[Tarefa a realizar]
Como poderia prosseguir o texto abaixo, sobre a ascensão de Trump e a ruína da classe média americana? Retome-o logo após a última frase.

[Trecho selecionado]
A ascensão de Trump se deu justamente sobre os destroços dessa classe média de colarinho azul que representava a espinha dorsal da sociedade americana — em outras palavras, os excelsos representantes do american dream. Estudos mostram que regiões mais expostas à importação de produtos chineses, por exemplo, revelaram-se mais propensas a apoiar os políticos de extrema-direita. Esses trabalhadores perderam não só os empregos, mas o próprio papel simbólico na sociedade americana, vistos desde então como “atrasados” pelas franjas de colarinho branco (seja porque não acompanharam a revolução nos costumes, seja porque não dominam o know-how do novo ambiente high tech) e transtornados pela impotência de que nem mesmo a branquitude e a masculinidade se mostraram proteções efetivas contra a pauperização. Como viu Wendy Brown, em seu recente Nas Ruínas do Neoliberalismo, o empobrecimento da população desde os anos oitenta gerou a ruína do sonho americano, a perda de confiança no funcionamento do capitalismo liberal e, por fim, na “desintegração niilista do pacto social” encarnada na eleição de Trump.

[Conjunto de dados]
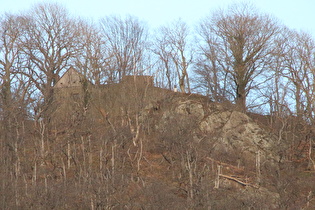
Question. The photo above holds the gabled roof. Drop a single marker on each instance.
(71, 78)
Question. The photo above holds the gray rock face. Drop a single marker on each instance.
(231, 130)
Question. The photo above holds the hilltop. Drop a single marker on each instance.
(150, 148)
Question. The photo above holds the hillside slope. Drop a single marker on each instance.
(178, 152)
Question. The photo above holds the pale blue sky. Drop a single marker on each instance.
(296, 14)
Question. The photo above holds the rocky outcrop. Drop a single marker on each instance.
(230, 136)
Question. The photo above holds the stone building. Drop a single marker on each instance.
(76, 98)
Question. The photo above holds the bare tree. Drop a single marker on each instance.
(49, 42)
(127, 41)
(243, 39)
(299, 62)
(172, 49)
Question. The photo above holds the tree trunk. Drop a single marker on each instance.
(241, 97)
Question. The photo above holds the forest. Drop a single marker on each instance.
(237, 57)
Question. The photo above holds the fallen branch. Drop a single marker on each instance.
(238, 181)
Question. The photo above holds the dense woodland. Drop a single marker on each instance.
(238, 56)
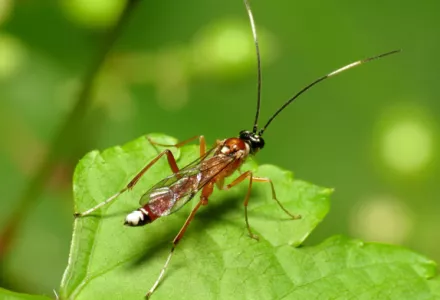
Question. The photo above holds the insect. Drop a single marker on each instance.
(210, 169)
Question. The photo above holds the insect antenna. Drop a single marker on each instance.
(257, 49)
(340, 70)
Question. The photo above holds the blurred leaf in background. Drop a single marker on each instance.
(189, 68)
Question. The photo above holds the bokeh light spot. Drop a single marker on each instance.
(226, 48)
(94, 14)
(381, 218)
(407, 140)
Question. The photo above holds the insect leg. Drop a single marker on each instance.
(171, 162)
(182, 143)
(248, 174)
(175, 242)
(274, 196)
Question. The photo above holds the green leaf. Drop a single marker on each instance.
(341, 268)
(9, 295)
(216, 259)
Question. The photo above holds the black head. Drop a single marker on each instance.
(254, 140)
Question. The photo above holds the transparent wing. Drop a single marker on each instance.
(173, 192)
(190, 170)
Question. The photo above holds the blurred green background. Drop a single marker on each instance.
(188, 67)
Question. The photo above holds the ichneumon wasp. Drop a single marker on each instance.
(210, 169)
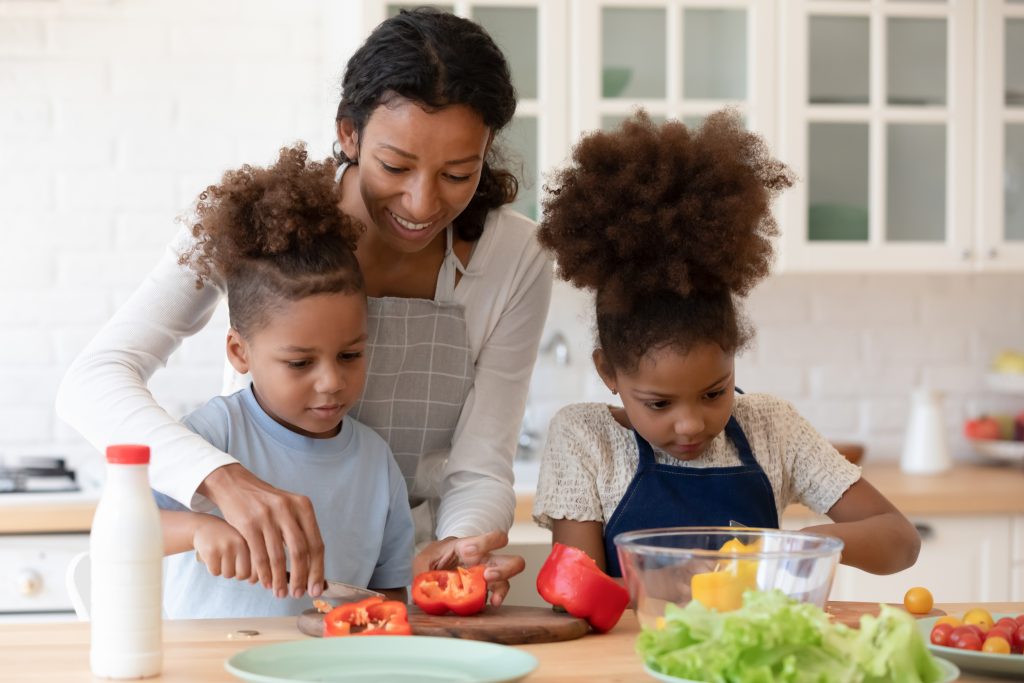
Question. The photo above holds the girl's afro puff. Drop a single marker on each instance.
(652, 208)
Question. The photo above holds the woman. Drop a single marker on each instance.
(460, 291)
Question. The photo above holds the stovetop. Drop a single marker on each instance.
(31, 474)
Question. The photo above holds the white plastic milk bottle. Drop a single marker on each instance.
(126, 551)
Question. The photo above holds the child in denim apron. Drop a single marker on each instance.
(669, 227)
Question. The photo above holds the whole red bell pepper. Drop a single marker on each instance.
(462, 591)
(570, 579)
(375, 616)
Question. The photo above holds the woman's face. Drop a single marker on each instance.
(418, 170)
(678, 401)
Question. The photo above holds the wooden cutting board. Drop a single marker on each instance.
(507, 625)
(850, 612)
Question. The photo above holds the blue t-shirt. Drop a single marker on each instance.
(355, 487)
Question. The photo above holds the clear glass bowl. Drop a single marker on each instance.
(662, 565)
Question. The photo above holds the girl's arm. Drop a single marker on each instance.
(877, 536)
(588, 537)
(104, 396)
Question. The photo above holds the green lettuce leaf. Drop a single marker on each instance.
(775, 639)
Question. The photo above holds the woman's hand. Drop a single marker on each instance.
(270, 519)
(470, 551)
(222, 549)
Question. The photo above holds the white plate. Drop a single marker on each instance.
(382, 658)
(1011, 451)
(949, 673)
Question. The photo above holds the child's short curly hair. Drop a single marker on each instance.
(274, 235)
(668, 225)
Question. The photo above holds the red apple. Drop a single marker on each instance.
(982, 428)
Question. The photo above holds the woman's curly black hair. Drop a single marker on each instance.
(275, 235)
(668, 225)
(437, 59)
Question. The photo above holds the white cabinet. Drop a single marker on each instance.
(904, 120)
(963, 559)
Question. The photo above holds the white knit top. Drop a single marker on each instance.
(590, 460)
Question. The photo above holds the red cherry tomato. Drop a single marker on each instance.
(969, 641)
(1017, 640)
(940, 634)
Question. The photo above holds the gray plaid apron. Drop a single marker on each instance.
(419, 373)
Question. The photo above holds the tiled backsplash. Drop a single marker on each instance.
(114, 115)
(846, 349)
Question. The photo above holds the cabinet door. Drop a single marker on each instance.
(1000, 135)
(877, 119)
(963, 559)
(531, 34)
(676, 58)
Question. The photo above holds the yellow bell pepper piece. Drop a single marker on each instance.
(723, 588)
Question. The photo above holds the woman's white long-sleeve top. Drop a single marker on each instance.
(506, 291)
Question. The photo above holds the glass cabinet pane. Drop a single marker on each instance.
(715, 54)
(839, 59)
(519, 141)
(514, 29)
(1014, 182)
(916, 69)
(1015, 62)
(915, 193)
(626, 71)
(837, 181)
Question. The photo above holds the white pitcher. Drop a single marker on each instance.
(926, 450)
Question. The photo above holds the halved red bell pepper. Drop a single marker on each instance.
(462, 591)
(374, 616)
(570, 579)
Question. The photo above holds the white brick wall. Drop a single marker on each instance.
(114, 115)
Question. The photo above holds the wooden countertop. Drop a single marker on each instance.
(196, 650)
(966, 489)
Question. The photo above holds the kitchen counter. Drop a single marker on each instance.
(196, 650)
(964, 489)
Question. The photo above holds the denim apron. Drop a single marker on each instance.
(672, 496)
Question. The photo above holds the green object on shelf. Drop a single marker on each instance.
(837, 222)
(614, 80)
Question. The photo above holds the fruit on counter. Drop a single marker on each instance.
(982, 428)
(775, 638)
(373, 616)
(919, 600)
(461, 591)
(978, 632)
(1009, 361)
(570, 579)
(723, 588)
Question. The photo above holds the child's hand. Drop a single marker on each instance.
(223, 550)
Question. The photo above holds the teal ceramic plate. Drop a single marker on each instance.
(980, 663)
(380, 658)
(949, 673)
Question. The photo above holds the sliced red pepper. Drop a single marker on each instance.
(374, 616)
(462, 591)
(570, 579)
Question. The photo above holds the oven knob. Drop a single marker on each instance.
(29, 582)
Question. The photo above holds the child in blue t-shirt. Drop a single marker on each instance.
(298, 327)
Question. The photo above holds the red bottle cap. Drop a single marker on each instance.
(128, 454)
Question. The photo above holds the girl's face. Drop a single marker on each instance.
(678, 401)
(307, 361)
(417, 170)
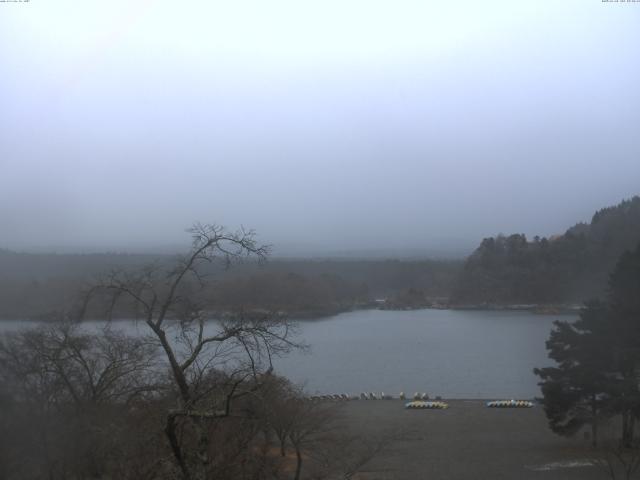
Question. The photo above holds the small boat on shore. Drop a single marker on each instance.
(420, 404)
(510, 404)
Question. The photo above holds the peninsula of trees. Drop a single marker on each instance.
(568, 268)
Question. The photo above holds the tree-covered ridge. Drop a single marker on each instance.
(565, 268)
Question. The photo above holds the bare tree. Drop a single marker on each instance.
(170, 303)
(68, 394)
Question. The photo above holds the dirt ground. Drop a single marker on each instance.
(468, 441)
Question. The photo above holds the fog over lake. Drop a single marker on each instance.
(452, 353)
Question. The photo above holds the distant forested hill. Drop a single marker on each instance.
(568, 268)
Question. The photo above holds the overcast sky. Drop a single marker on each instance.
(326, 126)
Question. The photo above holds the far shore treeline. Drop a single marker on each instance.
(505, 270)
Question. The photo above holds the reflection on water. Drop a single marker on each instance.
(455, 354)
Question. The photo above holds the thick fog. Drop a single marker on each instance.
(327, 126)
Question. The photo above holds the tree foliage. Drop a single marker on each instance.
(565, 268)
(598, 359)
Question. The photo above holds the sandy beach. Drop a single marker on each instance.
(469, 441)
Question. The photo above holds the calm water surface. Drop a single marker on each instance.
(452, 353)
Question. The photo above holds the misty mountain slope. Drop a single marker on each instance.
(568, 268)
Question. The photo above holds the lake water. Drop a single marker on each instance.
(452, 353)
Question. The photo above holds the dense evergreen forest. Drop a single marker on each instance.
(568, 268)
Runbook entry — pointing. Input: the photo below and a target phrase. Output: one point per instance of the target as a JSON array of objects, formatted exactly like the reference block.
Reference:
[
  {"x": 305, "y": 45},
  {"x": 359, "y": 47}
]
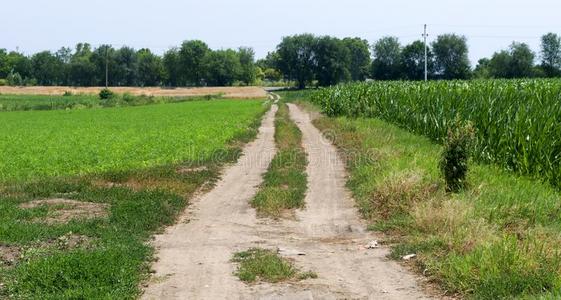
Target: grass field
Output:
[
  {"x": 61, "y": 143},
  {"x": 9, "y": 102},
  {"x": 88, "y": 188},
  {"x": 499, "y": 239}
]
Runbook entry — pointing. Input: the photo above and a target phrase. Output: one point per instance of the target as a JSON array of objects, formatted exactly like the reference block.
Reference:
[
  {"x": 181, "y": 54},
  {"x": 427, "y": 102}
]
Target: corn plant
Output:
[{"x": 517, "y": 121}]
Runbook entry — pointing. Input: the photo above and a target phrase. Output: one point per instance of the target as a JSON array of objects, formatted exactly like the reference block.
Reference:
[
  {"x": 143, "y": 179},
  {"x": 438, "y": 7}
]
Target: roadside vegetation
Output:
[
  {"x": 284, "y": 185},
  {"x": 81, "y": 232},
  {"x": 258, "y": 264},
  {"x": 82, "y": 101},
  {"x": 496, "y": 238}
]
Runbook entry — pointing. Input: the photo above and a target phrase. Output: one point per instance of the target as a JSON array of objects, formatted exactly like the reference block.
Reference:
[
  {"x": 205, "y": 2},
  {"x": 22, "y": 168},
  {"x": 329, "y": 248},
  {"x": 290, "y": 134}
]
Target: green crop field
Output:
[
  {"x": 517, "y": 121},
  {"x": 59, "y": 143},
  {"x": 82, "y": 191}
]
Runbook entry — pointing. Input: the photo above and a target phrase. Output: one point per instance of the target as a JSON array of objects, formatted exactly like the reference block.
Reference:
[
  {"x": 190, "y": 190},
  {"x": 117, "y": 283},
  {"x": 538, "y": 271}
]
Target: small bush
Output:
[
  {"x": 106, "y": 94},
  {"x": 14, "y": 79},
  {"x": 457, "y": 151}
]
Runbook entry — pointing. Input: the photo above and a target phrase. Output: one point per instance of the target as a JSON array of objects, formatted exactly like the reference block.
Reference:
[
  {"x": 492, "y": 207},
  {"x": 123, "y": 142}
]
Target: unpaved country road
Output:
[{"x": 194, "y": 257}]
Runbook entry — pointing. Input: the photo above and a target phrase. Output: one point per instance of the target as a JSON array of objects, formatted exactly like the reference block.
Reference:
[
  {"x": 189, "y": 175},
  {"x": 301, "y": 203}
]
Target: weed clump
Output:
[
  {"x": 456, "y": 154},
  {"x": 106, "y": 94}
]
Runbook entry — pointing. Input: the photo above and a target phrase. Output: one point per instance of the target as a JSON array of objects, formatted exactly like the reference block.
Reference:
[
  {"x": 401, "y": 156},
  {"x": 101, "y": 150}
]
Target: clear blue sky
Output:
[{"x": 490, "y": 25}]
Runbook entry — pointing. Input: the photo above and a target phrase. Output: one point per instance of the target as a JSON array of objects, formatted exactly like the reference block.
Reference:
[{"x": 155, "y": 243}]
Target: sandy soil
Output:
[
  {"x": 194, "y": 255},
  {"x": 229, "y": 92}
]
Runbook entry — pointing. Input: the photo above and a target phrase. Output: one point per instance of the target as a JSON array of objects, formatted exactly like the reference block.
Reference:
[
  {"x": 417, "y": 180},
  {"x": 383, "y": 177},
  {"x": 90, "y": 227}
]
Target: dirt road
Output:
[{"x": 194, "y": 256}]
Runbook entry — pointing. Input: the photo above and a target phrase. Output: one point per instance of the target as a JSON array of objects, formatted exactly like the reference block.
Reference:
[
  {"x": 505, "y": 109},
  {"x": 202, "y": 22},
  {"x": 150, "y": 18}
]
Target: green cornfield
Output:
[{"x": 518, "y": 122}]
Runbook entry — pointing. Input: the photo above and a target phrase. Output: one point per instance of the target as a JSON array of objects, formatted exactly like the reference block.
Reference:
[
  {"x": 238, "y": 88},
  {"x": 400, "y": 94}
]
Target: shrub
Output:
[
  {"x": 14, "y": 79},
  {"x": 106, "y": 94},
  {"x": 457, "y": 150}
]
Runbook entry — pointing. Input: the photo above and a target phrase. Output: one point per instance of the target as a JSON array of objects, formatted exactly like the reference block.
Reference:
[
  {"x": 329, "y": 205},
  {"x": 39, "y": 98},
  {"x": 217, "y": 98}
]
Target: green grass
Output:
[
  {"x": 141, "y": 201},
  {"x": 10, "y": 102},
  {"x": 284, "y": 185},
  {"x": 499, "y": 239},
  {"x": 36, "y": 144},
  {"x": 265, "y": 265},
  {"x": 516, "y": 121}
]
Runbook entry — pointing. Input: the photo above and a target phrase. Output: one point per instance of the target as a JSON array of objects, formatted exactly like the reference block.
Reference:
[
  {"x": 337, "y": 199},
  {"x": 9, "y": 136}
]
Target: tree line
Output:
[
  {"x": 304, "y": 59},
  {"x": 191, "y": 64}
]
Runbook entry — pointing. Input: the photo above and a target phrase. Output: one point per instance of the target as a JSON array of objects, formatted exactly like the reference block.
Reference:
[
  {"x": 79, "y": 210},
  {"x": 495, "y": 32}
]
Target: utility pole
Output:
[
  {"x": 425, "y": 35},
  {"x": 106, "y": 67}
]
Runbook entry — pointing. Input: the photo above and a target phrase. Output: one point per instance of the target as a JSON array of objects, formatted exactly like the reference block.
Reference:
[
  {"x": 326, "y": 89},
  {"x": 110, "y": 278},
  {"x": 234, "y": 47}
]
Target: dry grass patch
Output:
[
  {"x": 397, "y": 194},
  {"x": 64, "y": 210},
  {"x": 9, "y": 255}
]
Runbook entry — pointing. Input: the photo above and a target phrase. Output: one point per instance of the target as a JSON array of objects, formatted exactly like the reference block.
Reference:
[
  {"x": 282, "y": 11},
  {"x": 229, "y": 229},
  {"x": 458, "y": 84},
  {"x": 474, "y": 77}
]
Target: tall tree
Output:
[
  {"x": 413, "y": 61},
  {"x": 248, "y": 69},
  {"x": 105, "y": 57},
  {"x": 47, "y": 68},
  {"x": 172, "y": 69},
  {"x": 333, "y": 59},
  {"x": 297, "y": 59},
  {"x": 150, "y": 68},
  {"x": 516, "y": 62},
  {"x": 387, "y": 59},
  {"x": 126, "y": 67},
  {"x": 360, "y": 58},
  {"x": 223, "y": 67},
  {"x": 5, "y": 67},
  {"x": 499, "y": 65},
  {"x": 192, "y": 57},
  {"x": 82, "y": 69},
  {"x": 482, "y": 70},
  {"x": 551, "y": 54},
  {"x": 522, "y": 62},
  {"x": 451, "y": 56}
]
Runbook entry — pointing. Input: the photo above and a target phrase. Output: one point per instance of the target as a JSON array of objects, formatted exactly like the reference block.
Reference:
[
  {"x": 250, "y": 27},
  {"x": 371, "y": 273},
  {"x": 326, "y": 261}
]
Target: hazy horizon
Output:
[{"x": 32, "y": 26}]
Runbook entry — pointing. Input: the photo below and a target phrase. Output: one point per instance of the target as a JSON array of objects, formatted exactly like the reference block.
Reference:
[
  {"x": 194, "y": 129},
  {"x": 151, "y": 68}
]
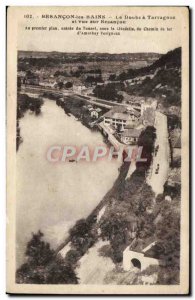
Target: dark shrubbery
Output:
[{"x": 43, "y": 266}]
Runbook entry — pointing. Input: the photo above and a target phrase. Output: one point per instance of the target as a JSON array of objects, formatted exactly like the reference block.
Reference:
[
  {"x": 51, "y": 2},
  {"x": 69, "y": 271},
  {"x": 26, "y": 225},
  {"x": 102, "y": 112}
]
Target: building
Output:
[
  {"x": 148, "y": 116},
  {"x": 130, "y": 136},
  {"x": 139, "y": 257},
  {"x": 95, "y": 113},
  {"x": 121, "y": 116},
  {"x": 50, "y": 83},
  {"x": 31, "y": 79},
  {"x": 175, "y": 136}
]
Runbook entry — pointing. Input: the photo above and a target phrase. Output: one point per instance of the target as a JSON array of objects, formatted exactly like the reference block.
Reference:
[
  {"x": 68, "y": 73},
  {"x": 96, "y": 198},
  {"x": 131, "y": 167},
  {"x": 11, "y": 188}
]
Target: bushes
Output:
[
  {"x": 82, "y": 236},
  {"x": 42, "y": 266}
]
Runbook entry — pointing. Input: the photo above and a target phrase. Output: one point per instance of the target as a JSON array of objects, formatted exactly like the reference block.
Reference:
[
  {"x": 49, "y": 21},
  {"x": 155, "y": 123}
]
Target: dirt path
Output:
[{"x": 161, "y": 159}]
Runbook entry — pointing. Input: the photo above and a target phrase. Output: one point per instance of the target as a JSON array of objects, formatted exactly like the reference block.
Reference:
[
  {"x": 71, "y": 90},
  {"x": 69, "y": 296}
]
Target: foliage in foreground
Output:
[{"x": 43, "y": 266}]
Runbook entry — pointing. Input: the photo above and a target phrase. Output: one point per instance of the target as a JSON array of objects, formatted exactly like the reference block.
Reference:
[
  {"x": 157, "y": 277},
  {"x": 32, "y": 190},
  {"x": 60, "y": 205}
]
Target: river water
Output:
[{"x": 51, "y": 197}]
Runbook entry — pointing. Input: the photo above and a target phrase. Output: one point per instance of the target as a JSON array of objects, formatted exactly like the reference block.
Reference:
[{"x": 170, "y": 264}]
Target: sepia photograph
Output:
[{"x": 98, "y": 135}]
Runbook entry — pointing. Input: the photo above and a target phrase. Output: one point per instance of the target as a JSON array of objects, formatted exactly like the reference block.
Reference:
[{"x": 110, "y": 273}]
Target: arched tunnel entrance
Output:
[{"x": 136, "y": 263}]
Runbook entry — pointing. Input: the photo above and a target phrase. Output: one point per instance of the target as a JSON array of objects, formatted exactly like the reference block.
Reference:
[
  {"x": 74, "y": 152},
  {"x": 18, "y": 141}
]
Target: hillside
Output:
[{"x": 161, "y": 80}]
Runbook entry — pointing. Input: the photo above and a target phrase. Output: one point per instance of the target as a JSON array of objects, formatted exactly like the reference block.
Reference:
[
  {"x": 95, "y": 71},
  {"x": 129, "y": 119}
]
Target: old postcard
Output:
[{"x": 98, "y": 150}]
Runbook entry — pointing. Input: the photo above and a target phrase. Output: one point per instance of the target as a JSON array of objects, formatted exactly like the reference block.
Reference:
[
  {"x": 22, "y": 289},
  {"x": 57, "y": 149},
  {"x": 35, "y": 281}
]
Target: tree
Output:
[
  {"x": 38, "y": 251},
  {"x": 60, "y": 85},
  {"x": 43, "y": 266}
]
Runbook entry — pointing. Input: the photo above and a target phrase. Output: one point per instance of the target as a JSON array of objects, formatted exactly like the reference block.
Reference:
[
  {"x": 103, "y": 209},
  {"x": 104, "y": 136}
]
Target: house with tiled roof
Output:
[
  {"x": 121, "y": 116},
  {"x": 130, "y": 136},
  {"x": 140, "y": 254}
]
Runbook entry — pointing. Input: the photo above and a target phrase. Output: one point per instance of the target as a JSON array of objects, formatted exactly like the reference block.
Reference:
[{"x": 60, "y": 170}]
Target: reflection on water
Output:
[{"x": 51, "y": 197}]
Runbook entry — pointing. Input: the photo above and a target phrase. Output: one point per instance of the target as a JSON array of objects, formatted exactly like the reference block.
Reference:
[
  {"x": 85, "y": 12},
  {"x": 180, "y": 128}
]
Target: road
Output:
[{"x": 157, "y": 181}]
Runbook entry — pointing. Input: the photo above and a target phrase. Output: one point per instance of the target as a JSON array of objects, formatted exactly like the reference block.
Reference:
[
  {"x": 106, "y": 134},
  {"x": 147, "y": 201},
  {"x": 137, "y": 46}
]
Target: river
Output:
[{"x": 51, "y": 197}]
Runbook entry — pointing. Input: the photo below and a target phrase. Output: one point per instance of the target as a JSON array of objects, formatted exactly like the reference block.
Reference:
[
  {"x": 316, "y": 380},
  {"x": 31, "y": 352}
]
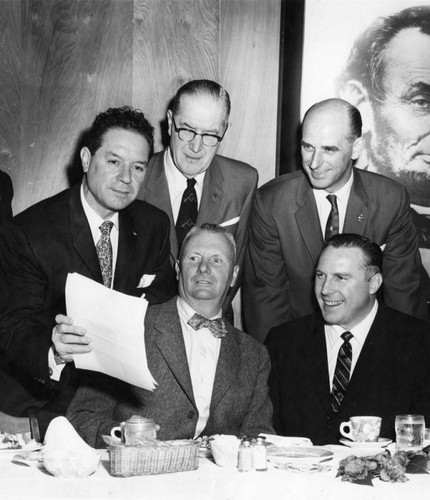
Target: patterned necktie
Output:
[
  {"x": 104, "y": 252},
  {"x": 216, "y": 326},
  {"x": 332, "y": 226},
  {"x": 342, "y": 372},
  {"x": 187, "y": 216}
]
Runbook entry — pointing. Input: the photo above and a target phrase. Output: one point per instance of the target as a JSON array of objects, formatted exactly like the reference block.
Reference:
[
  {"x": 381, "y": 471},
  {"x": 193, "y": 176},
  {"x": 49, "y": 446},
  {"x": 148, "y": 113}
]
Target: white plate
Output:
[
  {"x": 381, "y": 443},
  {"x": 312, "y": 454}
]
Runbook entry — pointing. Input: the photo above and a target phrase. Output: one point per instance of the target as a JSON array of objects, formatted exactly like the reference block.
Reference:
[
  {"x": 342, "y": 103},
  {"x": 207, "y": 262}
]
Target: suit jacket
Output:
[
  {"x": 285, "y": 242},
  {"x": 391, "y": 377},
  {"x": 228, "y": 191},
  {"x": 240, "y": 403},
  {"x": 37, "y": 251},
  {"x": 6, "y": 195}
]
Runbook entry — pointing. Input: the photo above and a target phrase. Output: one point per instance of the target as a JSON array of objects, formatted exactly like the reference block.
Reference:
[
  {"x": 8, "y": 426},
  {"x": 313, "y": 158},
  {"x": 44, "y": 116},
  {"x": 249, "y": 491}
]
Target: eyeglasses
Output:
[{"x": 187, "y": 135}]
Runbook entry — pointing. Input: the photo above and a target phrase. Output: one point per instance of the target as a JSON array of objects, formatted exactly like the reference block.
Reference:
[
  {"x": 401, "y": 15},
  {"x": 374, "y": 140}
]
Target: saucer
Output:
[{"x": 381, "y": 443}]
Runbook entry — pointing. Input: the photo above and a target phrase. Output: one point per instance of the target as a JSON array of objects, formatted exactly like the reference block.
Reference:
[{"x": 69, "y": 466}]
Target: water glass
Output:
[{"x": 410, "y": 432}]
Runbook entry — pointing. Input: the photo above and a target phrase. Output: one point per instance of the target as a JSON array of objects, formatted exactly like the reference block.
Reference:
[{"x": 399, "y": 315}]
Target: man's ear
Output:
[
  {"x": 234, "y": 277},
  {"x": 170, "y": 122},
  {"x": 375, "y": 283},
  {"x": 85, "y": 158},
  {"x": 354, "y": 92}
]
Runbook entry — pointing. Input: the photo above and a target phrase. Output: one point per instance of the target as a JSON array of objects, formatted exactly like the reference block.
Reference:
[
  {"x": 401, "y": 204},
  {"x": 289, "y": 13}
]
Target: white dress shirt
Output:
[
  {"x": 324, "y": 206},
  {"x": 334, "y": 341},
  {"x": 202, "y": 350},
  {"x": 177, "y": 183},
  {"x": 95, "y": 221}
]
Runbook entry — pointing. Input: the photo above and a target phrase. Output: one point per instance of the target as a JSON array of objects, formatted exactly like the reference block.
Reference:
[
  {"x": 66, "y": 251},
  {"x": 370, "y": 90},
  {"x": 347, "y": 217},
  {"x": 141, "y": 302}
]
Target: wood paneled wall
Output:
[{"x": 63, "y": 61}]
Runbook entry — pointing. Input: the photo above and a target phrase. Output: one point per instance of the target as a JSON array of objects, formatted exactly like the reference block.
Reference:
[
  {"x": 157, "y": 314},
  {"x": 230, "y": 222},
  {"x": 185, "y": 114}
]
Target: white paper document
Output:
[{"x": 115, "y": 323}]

[Resposta do exercício]
Para refazer o pacto social — desta vez incluindo mulheres, negros, imigrantes e trabalhadores rurais que estavam excluídos do emprego assalariado formal urbano no New Deal — Joe Biden terá que lidar com uma economia em que a pandemia destruiu mais de 20 milhões de empregos e acelerou ainda mais a mecanização dos postos de trabalho. Impostos progressivos, infraestrutura e investimentos em saúde e educação são essenciais — embora tampouco suficientes para garantir uma acelerada recuperação dos empregos, tampouco para reverter o deslocamento das cadeiras produtivas para regiões em que o trabalho tem preço de banana.
Em recente artigo intitulado “How Biden Can Create Good Jobs”, o economista Dani Rodrik reconheceu que incentivos fiscais e subsídios têm se revelados caros e ineficientes para atrair as grandes empresas de volta ao país. Em lugar disso, será preciso uma nova estratégia de desenvolvimento que “qualifique os trabalhadores e forneça os incentivos tecnológicos para a formação de um segmento suficientemente grande de empresas pequenas e médias que sejam produtivas e capazes de expandir o emprego”. Trata-se, afinal, de recriar uma sociedade do trabalho numa época em que o trabalho, tal como conhecíamos, não existe mais — disso depende a superação do trumpismo.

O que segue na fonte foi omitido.